──────── EXCERPT TO READ

Notably, the Respondents in this case were Muslims who sued because federal agents put them on the No Fly List for refusing to be informants against their religious community. Legal scholars praised this case for protecting religious liberty.

==Background==
At the center of the case were three men of the Muslim community with either U.S. citizenship or lawful permanent residency. In the wake of the September 11 attacks, the men were approached by Federal Bureau of Investigation (FBI) agents for questioning but not for any involvement of terrorist activity. Instead, the FBI wanted the men to serve "as government spies in their religious communities." The men refused, and the FBI pushed the matter by threatening to add their names to the Transportation Security Administration's No Fly List. The men continued to refuse to participate, and the FBI followed through with the threat around 2013.

The men tried repeatedly to have their names removed through the TSA but were directed to the FBI, which continued to state that if they co-operated by becoming informants in their Muslim communities, they would have their names removed. The men lost money on plane tickets that they could not use and also could not travel to see their families overseas or for other work-related functions.

==Lower courts==
The three men sued the FBI in the United States District Court for the Southern District of New York. Upon the commencement of legal action, the FBI took steps to remove their names from the No Fly List and stated that the case should be considered moot. The plaintiffs continued the case, seeking monetary compensation, and asserted that it was allowed for by the Religious Freedom Restoration Act (RFRA), which allows for one to "obtain appropriate relief against a government" when one's religious rights are harmed by a federal officer of the government.

────────────────
──────── THE DATA

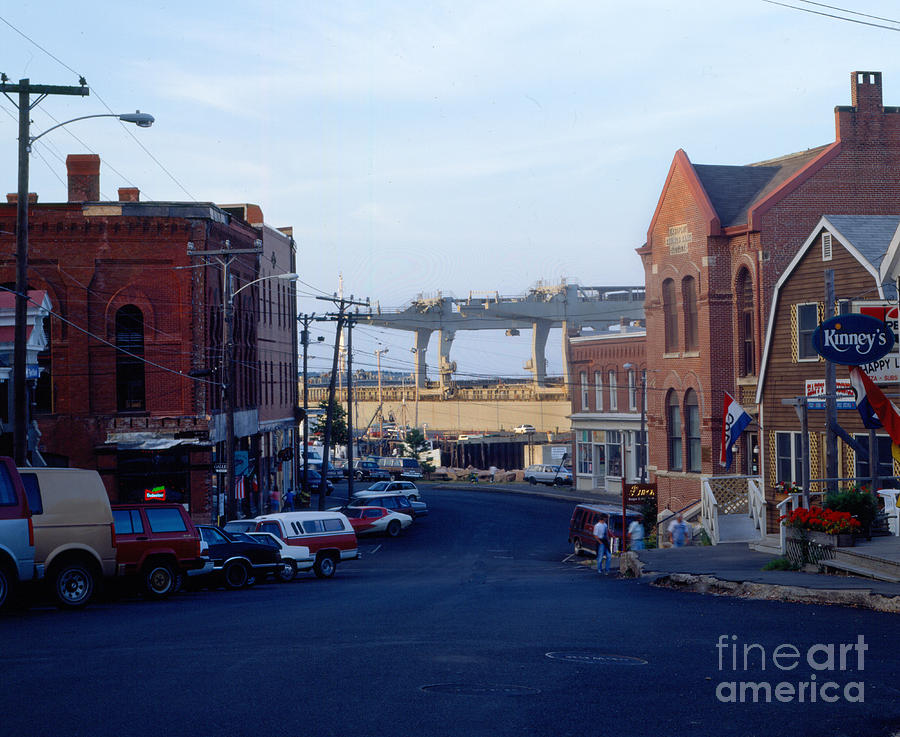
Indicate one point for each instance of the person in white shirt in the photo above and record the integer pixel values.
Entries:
(636, 533)
(601, 535)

────────────────

◆ PROBLEMS TO SOLVE:
#1 Answer these about the No Fly List excerpt:
(a) What did the FBI want the three men to serve as?
(b) In which court did the three men sue the FBI?
(c) What two things did the FBI do once legal action began?
#2 Return the passage of the No Fly List excerpt from "Notably, the Respondents" to "protecting religious liberty.", copied word for word.

◆ SOLVED TASKS:
#1
(a) Government spies in their religious communities.
(b) The United States District Court for the Southern District of New York.
(c) It took steps to remove their names from the No Fly List, and it stated that the case should be considered moot.

#2
Notably, the Respondents in this case were Muslims who sued because federal agents put them on the No Fly List for refusing to be informants against their religious community. Legal scholars praised this case for protecting religious liberty.